- INSTRUCTION
Copy only what runs from the line containing "TARGET: distant building" through the end of the material below, line for line, with both ends included.

_ _ _ _ _ _ _

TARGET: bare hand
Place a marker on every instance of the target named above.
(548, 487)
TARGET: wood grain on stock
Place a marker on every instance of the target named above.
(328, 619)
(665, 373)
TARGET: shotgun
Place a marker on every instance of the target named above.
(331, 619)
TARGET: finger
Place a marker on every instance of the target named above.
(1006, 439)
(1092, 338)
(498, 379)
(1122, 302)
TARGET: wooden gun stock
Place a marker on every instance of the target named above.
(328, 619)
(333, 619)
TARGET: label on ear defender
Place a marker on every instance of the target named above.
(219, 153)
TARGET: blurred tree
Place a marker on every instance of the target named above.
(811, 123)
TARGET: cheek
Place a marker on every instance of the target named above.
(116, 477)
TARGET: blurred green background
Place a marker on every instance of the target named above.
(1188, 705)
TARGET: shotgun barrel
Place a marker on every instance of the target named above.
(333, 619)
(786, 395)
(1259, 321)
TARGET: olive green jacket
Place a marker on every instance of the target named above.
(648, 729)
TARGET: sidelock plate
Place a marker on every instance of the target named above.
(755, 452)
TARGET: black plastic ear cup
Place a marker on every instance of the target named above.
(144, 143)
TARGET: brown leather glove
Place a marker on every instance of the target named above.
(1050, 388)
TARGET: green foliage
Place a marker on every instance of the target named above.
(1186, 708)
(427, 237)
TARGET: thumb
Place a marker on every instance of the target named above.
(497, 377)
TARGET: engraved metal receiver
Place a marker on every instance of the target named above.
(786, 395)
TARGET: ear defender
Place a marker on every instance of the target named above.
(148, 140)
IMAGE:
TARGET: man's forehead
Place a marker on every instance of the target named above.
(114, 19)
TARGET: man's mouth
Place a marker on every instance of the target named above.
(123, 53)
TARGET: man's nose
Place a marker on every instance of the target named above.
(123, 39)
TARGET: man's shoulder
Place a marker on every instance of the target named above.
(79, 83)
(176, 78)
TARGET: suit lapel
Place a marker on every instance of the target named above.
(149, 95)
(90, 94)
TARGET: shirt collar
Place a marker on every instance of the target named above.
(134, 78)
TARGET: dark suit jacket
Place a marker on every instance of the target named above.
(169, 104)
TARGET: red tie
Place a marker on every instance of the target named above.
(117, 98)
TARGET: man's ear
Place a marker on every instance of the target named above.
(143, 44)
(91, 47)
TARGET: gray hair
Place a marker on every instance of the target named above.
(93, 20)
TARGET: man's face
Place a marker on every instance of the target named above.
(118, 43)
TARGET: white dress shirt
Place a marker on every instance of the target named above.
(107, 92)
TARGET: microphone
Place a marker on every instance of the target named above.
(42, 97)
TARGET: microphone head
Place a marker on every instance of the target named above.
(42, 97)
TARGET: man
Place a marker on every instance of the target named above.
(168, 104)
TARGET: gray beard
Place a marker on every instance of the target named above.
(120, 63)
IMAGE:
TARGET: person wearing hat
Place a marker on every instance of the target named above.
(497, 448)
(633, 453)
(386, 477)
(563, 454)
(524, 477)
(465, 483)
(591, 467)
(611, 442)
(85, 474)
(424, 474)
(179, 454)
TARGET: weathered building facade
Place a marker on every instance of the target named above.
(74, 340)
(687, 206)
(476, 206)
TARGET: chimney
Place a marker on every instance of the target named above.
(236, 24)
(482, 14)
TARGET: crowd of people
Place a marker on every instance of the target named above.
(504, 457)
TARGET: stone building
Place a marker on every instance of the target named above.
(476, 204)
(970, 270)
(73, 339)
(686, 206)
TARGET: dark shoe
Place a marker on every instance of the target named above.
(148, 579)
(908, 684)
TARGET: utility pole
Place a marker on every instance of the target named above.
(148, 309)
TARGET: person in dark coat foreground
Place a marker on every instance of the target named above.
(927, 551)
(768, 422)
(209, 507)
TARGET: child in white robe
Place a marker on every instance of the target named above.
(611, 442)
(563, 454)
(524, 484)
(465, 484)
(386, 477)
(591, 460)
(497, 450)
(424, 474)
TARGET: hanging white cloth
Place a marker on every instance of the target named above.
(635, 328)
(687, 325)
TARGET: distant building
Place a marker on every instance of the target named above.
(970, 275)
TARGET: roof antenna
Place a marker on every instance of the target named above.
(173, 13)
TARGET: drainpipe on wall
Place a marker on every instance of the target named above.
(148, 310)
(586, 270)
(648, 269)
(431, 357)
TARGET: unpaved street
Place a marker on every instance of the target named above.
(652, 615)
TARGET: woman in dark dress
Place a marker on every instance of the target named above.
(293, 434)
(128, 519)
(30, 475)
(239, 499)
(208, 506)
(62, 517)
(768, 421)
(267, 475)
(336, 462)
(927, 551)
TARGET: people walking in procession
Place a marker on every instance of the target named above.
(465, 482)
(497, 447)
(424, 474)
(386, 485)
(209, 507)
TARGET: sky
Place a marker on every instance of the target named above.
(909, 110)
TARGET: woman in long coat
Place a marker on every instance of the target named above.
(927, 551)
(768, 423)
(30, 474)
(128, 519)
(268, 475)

_ _ _ _ _ _ _

- SOLUTION FOR THIS PROBLEM
TARGET: distant building
Place a marker on every instance of the target named above.
(970, 275)
TARGET: roof antenna
Place a marker on every instance of the target named above.
(173, 13)
TARGET: drainpipe on wall
Place a marker on every instance of the target named above.
(148, 310)
(586, 270)
(648, 269)
(431, 357)
TARGET: unpaved street
Place a marker on every instance of the target named above.
(652, 615)
TARGET: woman in dark dress
Place a marker on every instance of the target named above.
(293, 434)
(128, 519)
(30, 475)
(239, 499)
(208, 506)
(62, 517)
(768, 421)
(267, 475)
(336, 462)
(927, 551)
TARGET: people walking in procession
Place a marker on every instance of the target named above.
(465, 482)
(497, 447)
(424, 474)
(386, 485)
(209, 507)
TARGET: sky
Place a marker on every instance of the target named above.
(909, 110)
TARGET: woman in long coat
Place a marker on every instance of the target named above.
(927, 551)
(768, 423)
(30, 474)
(128, 519)
(268, 475)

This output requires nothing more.